OBJECTIVE
Add 145 to every coordinate in the records from the line with "Can you see the woman's" through the end of the records, and write all of those lines out again with everything else left as it is.
----------
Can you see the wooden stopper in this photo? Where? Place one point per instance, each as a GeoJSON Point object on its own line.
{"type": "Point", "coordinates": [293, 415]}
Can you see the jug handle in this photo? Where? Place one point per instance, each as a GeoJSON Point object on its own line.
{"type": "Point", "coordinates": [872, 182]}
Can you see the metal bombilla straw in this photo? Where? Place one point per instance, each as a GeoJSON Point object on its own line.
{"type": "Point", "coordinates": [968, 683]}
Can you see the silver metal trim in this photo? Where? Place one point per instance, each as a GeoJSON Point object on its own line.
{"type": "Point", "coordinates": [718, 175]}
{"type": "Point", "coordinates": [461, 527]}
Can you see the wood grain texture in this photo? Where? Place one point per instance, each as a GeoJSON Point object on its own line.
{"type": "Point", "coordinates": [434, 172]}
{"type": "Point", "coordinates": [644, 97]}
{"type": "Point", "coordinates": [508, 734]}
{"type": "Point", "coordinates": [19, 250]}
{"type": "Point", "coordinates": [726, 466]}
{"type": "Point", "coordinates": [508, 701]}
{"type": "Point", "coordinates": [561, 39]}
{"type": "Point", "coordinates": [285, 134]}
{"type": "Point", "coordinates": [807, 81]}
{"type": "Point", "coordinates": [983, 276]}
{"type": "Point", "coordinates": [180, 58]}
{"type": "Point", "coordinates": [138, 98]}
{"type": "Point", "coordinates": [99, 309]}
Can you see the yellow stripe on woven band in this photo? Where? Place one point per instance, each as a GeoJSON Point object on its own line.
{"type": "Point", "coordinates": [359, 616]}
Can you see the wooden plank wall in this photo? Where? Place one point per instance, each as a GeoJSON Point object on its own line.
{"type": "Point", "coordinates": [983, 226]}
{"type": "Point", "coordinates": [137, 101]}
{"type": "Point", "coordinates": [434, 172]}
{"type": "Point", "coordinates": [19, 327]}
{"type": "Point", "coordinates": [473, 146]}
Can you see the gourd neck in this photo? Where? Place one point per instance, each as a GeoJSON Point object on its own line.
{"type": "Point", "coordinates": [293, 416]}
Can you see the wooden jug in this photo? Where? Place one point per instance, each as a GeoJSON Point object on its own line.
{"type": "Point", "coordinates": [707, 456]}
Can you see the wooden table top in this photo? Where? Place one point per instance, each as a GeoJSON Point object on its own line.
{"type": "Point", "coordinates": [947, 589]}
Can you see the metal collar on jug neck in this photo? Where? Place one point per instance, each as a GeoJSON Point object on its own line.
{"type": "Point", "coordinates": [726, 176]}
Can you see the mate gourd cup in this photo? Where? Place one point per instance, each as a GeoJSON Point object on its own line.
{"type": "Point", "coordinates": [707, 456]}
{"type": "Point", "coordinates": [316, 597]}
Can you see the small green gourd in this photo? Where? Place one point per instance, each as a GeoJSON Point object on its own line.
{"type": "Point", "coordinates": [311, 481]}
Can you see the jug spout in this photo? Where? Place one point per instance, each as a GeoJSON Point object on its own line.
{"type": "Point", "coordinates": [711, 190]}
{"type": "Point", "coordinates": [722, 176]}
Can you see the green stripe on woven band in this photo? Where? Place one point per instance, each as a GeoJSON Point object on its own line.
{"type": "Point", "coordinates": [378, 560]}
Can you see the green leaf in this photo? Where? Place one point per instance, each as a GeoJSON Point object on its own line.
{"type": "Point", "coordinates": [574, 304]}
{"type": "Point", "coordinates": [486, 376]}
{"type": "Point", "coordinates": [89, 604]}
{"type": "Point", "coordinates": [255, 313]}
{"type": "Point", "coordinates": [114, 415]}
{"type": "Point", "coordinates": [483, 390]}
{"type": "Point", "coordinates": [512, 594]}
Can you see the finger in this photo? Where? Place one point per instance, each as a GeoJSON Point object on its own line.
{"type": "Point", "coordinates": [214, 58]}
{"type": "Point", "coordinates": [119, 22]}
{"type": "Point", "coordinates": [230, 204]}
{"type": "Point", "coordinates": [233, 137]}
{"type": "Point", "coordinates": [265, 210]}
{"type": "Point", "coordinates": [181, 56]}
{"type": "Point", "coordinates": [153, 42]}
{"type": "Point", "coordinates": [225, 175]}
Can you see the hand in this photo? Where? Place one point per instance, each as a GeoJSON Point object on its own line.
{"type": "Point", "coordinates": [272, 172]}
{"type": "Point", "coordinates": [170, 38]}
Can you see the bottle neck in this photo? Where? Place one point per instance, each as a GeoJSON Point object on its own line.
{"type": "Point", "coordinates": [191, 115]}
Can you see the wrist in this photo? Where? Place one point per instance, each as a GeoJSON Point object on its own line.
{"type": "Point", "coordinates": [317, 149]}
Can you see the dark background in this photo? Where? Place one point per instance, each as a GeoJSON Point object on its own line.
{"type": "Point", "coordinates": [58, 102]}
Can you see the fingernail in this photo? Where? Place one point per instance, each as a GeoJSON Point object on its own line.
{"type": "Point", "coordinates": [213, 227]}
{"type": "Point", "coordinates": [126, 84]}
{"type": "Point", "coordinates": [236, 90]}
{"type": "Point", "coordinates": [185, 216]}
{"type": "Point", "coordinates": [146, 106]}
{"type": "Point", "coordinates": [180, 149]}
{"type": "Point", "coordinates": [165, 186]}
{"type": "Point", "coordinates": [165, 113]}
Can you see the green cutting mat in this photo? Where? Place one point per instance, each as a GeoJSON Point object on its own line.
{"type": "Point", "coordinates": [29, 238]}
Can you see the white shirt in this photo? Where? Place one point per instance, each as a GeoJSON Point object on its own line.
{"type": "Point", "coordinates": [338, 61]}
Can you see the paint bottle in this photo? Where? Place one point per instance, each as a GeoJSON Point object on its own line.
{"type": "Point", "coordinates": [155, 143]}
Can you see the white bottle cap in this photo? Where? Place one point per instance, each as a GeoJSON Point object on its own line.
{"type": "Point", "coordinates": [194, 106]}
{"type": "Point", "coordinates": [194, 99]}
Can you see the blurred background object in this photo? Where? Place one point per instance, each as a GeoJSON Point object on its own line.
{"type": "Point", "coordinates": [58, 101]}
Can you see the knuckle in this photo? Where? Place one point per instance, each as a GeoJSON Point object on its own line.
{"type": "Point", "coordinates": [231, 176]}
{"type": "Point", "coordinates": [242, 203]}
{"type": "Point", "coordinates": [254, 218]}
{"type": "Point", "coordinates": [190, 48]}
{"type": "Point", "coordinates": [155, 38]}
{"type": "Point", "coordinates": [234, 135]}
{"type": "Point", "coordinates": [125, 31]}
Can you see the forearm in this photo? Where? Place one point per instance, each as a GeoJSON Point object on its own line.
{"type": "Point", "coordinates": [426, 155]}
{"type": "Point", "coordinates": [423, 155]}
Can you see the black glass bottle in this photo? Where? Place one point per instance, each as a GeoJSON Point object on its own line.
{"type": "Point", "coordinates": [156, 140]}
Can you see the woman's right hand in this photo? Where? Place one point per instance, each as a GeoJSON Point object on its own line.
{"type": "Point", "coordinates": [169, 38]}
----------
ANSWER TO THE PROBLEM
Can you see the woman's right hand in this photo? Where? Place one point per instance, each as a GeoJSON Point object on its own line.
{"type": "Point", "coordinates": [314, 183]}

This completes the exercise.